Input data =>

Start of Block

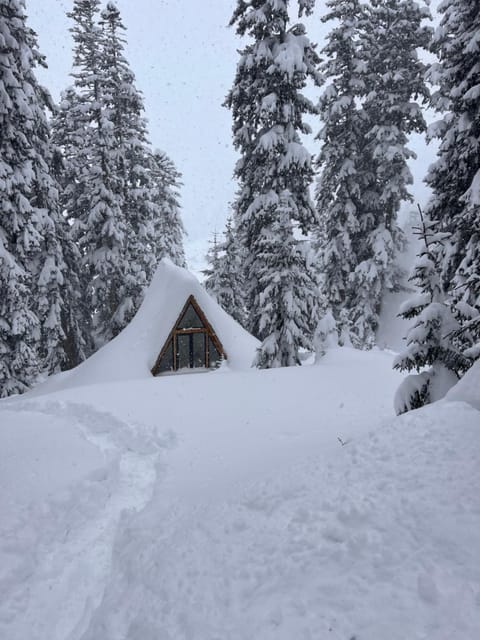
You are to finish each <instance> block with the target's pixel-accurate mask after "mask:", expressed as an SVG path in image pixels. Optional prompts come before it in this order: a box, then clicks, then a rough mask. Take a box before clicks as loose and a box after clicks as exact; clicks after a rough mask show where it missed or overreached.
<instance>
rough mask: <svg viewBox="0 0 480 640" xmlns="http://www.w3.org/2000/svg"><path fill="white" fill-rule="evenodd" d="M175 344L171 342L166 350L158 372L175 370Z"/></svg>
mask: <svg viewBox="0 0 480 640" xmlns="http://www.w3.org/2000/svg"><path fill="white" fill-rule="evenodd" d="M173 369H174V366H173V344H172V341H170V342H169V344H168V345H167V348H166V349H165V352H164V354H163V356H162V358H161V360H160V362H159V364H158V373H165V371H173Z"/></svg>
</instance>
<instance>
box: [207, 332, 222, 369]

End of Block

Your goal => Could you restate every record above word for word, dropping the pictures?

Exercise result =>
You are to finish each <instance> block with the target's pixel-accurate mask after "mask:", expressed as an SVG path in image pixels. Optional prompts come before it in this order: a box, then clicks, then a rough mask. Take a box before clicks as loose and a box after clicks as exact; clicks after a rough mask show where it missed or overreached.
<instance>
rough mask: <svg viewBox="0 0 480 640" xmlns="http://www.w3.org/2000/svg"><path fill="white" fill-rule="evenodd" d="M175 344L171 342L166 350L158 372L175 370Z"/></svg>
mask: <svg viewBox="0 0 480 640" xmlns="http://www.w3.org/2000/svg"><path fill="white" fill-rule="evenodd" d="M173 369H174V366H173V344H172V341H170V342H169V344H168V345H167V348H166V349H165V352H164V354H163V356H162V358H161V360H160V362H159V364H158V373H165V371H173Z"/></svg>
</instance>
<instance>
box: [207, 332, 222, 369]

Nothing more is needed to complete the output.